Brief: Take the line that contains "Target: black sock" as the first line and the last line of the material below as the final one; reproduce exactly the lines between, inclusive.

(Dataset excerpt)
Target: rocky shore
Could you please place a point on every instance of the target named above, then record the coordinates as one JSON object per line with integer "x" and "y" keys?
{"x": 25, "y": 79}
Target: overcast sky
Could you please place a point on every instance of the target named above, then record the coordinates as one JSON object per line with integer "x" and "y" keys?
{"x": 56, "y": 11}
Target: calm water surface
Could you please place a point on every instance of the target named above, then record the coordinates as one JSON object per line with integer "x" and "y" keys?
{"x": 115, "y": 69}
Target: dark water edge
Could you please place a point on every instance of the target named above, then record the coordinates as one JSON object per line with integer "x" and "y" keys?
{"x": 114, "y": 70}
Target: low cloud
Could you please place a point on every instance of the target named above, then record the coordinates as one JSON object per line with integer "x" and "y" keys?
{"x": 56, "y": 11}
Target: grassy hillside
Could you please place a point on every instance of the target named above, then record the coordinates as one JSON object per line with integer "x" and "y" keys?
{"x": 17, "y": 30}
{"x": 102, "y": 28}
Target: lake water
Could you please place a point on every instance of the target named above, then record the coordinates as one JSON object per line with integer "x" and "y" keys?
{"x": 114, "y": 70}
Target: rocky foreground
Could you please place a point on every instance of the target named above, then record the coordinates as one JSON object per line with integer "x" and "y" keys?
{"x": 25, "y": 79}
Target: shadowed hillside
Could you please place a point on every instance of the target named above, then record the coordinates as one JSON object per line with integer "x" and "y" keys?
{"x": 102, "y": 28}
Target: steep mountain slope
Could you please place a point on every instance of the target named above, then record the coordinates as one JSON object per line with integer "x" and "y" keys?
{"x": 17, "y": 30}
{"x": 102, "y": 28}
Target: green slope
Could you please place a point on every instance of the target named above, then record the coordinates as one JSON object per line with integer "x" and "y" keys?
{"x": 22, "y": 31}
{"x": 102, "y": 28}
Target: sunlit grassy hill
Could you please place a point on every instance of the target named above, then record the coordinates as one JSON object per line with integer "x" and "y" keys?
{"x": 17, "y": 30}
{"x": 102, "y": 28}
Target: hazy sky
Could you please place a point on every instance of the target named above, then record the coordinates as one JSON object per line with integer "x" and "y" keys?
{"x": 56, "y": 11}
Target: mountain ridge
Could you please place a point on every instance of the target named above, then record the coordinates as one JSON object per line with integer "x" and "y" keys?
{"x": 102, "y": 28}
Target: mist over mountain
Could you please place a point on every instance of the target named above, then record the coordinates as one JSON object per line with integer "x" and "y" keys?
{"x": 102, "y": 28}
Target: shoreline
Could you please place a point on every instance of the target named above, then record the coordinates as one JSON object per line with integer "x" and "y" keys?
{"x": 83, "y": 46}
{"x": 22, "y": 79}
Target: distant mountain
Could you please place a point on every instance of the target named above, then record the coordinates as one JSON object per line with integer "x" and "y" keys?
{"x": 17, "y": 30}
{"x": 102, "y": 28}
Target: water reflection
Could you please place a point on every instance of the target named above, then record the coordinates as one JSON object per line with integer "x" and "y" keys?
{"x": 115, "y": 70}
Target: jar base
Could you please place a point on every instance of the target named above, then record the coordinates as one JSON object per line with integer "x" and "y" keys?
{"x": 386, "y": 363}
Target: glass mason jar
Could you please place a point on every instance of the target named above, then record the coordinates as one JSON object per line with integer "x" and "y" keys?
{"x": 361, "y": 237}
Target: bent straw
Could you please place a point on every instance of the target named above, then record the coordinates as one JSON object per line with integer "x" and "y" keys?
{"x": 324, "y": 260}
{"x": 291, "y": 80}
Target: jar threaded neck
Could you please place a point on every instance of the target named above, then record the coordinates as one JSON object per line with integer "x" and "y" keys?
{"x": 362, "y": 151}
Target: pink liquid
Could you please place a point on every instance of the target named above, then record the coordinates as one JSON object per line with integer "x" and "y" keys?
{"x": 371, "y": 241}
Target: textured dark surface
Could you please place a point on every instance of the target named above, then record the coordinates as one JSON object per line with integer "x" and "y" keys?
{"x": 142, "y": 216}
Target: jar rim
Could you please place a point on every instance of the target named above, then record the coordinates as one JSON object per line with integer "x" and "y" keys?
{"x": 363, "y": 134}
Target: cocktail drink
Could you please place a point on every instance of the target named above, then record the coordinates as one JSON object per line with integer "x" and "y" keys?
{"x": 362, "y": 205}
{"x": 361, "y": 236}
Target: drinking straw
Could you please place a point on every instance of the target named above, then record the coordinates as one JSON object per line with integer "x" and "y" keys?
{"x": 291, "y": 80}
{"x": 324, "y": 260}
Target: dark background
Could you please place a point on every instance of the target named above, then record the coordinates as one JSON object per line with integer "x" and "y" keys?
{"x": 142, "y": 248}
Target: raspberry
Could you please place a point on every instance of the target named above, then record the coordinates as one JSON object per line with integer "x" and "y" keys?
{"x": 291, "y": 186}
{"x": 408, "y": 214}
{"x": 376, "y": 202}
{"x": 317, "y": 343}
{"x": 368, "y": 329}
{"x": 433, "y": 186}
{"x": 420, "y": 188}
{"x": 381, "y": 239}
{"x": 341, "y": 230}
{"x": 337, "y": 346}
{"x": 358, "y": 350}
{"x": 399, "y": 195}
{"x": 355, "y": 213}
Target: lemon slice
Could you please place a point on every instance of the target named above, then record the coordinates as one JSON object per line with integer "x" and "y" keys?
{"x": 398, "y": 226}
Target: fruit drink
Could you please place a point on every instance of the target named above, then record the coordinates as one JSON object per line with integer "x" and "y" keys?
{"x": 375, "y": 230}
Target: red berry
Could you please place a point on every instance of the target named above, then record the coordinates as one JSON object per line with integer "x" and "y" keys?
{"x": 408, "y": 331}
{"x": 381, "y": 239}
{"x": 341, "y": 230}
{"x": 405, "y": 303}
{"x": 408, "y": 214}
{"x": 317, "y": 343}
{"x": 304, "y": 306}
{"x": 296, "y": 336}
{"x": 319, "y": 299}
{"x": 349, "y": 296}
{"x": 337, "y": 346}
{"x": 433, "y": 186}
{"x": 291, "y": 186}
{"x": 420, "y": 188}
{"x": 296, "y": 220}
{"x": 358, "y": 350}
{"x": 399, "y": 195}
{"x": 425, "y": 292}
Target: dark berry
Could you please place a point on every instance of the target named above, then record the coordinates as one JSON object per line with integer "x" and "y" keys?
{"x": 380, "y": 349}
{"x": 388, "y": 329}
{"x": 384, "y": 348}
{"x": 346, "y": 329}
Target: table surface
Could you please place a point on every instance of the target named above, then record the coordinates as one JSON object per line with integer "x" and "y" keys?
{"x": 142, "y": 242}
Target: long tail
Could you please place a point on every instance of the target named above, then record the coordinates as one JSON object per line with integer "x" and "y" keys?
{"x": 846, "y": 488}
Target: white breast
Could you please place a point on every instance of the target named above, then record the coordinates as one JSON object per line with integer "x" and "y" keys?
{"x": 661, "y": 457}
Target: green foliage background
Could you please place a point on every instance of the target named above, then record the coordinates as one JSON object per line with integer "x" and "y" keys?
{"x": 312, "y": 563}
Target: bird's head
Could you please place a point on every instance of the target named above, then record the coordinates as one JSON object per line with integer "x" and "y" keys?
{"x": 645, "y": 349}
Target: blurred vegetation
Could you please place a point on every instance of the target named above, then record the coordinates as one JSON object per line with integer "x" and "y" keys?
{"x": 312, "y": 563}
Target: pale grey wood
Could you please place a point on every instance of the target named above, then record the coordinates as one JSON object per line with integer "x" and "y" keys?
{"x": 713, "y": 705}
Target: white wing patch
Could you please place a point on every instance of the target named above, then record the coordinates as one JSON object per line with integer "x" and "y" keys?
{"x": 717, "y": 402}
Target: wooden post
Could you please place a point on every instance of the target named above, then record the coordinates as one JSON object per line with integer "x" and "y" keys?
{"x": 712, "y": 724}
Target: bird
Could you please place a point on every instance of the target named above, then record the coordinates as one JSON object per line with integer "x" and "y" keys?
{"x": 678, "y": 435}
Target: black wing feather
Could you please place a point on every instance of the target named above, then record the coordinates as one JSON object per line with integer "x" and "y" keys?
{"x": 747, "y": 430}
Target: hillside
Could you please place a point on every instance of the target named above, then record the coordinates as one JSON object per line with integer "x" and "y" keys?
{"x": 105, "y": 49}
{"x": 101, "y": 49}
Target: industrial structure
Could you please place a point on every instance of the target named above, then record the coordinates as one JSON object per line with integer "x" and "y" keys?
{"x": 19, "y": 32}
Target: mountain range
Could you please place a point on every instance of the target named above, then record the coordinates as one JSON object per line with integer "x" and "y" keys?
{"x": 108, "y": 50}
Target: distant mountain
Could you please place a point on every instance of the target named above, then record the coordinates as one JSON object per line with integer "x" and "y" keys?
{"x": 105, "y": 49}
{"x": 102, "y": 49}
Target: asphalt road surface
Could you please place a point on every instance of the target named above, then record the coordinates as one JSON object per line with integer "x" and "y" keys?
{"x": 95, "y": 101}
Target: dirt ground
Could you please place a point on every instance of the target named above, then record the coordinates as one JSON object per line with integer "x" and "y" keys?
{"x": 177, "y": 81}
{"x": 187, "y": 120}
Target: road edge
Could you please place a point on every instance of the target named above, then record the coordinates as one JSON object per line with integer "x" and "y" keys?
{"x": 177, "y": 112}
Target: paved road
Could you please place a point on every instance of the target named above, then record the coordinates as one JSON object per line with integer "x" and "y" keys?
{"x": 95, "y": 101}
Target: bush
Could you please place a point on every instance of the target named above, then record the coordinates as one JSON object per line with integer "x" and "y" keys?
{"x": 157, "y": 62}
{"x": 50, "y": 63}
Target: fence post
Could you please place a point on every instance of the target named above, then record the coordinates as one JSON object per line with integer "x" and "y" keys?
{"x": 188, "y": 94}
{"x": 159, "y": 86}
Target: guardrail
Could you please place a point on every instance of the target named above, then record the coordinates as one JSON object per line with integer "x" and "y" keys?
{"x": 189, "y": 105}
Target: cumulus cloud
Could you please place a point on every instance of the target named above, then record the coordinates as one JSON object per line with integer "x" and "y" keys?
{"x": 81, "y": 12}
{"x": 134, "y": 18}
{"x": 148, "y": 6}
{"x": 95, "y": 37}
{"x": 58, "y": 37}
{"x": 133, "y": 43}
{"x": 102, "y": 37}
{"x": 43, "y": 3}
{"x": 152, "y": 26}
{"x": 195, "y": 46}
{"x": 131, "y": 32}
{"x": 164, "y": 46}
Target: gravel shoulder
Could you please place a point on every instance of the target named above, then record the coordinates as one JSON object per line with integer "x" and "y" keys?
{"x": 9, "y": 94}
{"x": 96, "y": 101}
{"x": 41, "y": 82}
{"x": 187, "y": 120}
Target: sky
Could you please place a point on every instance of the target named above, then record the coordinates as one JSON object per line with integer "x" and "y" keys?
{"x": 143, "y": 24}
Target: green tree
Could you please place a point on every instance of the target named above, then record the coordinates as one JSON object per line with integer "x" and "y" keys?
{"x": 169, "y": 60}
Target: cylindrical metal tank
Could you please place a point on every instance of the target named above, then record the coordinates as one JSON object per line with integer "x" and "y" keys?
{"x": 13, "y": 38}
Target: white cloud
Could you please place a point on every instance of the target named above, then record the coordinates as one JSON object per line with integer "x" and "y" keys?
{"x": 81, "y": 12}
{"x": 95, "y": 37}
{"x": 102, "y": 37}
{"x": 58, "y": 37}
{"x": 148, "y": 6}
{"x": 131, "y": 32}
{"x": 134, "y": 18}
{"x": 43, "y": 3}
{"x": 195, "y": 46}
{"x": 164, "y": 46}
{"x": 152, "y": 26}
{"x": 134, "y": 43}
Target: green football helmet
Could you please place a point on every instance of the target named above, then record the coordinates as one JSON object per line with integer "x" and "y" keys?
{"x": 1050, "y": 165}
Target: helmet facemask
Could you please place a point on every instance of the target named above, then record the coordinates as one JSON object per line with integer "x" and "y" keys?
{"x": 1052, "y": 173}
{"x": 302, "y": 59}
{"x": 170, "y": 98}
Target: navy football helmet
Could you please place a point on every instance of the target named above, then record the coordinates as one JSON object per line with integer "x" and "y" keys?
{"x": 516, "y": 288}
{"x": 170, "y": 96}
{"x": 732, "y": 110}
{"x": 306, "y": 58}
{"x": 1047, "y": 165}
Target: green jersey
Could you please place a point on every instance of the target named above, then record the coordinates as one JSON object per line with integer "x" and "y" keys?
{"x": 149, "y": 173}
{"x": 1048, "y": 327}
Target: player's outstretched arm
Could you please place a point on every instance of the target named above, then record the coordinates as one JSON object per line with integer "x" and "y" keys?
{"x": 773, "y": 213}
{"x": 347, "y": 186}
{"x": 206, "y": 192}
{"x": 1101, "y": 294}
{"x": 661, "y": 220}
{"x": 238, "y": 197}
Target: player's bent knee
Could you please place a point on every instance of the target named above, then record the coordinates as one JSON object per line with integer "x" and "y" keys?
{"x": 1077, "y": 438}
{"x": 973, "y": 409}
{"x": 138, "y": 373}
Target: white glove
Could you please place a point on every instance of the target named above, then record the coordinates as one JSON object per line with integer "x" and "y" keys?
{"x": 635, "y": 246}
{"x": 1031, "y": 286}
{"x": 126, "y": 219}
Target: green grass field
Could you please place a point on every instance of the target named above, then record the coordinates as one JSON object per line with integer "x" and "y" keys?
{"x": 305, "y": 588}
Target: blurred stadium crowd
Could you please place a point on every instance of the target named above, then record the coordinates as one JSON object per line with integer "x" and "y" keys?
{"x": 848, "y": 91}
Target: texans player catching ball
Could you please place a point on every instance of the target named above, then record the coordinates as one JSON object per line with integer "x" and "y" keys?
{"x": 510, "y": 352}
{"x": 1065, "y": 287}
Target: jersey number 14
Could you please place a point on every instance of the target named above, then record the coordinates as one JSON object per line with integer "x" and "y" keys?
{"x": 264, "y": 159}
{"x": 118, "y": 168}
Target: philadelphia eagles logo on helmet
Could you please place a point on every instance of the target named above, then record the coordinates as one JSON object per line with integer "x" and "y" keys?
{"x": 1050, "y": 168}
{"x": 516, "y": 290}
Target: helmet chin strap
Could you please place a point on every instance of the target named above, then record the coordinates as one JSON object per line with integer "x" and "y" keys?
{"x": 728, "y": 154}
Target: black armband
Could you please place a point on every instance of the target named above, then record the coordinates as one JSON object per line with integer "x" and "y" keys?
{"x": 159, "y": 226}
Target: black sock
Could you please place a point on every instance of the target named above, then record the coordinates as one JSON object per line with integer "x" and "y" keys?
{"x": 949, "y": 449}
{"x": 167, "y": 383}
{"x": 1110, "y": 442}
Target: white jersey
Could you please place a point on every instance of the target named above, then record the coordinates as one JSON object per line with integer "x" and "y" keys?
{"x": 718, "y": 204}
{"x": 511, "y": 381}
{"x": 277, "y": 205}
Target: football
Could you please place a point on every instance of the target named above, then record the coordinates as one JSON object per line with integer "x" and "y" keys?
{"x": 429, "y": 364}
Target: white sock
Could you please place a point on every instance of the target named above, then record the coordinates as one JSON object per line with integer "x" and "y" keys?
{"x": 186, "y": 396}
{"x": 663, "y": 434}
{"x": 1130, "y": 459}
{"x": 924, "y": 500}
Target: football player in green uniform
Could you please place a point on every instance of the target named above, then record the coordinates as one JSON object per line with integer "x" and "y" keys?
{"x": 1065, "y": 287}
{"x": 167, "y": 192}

Exercise output:
Target: black sock
Could you please place a point on every instance of the target named above, then record the coordinates as one JSON object per line with integer "x" and "y" keys?
{"x": 949, "y": 449}
{"x": 167, "y": 383}
{"x": 1110, "y": 442}
Target: white jersey
Could you please place a point on every instance of the target named above, then record the coordinates as one JSON object per line with integer "x" and "y" keys?
{"x": 718, "y": 204}
{"x": 511, "y": 381}
{"x": 277, "y": 205}
Target: football
Could you please place a point on every instance of the target named above, then record the coordinates as one JSON object per line with integer "x" and "y" keys?
{"x": 429, "y": 364}
Target: white sock
Could you please place a point on every instance of the target named above, then record the coordinates as one JSON object per line with integer "x" and "y" keys?
{"x": 186, "y": 396}
{"x": 663, "y": 434}
{"x": 1130, "y": 459}
{"x": 924, "y": 500}
Target: football player in green uniform
Could you please place a point on every instance of the target named above, then record the coordinates as one JSON object per line with integer "x" and "y" keys?
{"x": 1065, "y": 287}
{"x": 167, "y": 192}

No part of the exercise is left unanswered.